▶ **What you have to do**:
Give the records again in full, exactly as written.

Stored records
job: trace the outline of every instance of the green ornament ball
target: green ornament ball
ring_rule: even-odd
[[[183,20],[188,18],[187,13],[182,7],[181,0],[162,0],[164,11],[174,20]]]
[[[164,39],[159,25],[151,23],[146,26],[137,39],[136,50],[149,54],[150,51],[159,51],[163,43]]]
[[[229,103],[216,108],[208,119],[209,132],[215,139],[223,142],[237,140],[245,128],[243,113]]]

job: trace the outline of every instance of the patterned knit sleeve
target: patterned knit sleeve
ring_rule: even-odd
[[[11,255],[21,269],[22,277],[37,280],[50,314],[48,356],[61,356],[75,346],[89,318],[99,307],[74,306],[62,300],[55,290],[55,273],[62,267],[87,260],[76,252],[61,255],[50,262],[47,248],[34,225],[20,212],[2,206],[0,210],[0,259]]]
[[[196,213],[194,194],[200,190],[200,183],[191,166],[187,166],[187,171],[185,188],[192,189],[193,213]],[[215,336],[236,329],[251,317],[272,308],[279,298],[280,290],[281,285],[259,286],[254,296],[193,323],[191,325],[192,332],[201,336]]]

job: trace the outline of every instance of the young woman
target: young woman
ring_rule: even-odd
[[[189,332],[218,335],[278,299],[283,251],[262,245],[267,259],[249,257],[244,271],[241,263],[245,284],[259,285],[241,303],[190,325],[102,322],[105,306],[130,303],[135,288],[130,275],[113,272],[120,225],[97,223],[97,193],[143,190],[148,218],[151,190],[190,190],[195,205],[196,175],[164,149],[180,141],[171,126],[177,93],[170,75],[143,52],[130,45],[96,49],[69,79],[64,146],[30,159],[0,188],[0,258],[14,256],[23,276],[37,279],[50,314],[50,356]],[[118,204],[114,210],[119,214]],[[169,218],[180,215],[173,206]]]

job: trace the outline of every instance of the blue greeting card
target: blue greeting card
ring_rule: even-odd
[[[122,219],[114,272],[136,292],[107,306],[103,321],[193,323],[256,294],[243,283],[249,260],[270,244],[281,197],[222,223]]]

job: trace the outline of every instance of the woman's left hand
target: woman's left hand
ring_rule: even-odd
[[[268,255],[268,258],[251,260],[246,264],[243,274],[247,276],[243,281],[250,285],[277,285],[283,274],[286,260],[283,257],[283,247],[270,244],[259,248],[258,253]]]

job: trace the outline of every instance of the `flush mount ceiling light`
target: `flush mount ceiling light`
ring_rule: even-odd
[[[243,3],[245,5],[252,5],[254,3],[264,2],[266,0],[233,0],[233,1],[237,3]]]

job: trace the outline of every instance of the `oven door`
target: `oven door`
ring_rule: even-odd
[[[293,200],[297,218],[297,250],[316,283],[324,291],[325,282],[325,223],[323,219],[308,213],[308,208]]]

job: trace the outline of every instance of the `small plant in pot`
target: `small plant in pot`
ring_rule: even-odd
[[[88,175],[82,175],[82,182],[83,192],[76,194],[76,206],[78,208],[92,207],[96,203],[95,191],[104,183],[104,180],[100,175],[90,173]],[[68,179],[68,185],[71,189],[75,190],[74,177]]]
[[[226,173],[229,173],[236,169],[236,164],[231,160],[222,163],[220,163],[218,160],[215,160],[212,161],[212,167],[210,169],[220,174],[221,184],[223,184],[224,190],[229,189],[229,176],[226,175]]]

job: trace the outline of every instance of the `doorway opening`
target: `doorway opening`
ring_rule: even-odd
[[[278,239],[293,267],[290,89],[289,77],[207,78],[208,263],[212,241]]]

▶ **Output of the exercise**:
job: trace the outline of every instance of the green ornament ball
target: green ornament ball
ring_rule: even-odd
[[[183,20],[188,18],[187,13],[182,7],[181,0],[162,0],[164,11],[174,20]]]
[[[164,39],[159,25],[151,23],[146,26],[137,39],[136,50],[149,54],[150,51],[159,51],[163,43]]]
[[[229,103],[216,108],[208,119],[209,132],[215,139],[223,142],[237,140],[245,128],[243,113]]]

job: trace the outline of every instance of the patterned knit sleeve
target: patterned knit sleeve
ring_rule: even-odd
[[[11,255],[21,269],[22,277],[37,280],[50,314],[48,356],[61,356],[75,346],[89,318],[99,307],[74,306],[62,300],[55,290],[55,273],[62,267],[87,260],[76,252],[61,255],[50,262],[47,248],[34,225],[20,212],[2,206],[0,210],[0,259]]]
[[[196,213],[194,194],[200,190],[200,183],[191,166],[187,166],[187,171],[185,188],[192,189],[193,213]],[[215,336],[236,329],[251,317],[272,308],[279,298],[280,290],[281,285],[259,286],[254,296],[193,323],[191,325],[192,332],[201,336]]]

job: trace the outline of every instance of the young woman
target: young woman
ring_rule: even-odd
[[[189,332],[218,335],[278,299],[283,251],[262,245],[267,259],[249,257],[244,271],[241,263],[245,284],[259,285],[241,303],[190,325],[102,322],[105,306],[130,303],[135,288],[130,275],[113,272],[120,225],[97,223],[97,193],[143,190],[148,218],[151,190],[190,190],[195,205],[196,175],[164,149],[180,141],[171,126],[177,93],[170,75],[143,52],[130,45],[96,49],[69,79],[64,146],[30,159],[0,188],[0,258],[14,256],[23,276],[37,279],[50,314],[50,356]],[[118,204],[114,210],[119,214]],[[169,218],[180,215],[173,206]]]

job: trace the outline of every instance of the blue greeting card
target: blue greeting card
ring_rule: even-odd
[[[122,219],[114,272],[136,292],[107,306],[103,321],[193,323],[256,294],[243,283],[249,260],[270,244],[281,197],[222,223]]]

job: trace the outline of every instance of the woman's left hand
target: woman's left hand
ring_rule: even-odd
[[[268,255],[268,258],[251,260],[246,264],[243,274],[247,276],[243,281],[250,285],[277,285],[283,274],[286,260],[283,257],[283,247],[270,244],[259,248],[258,253]]]

job: trace the outline of every instance of the `flush mount ceiling light`
target: `flush mount ceiling light`
ring_rule: even-odd
[[[243,3],[245,5],[252,5],[254,3],[264,2],[266,0],[233,0],[233,1],[237,3]]]

job: trace the outline of every instance of the `oven door`
target: `oven door`
ring_rule: even-odd
[[[293,200],[297,218],[297,250],[316,283],[324,291],[325,282],[325,223],[323,219],[308,213],[308,208]]]

job: trace the outline of every instance of the `small plant in pot`
target: `small plant in pot`
ring_rule: even-odd
[[[88,175],[82,175],[82,182],[83,192],[76,194],[76,206],[78,208],[92,207],[96,203],[95,191],[104,183],[104,180],[100,175],[90,173]],[[68,179],[68,185],[71,189],[75,190],[74,177]]]
[[[226,173],[229,173],[236,169],[236,164],[231,160],[222,163],[220,163],[218,160],[215,160],[212,161],[212,167],[210,169],[220,174],[221,184],[223,184],[224,190],[229,189],[229,176],[226,175]]]

job: trace the outline of every instance of the `doorway opening`
target: `doorway opening`
ring_rule: even-odd
[[[278,239],[293,267],[290,89],[289,77],[207,78],[208,263],[212,241]]]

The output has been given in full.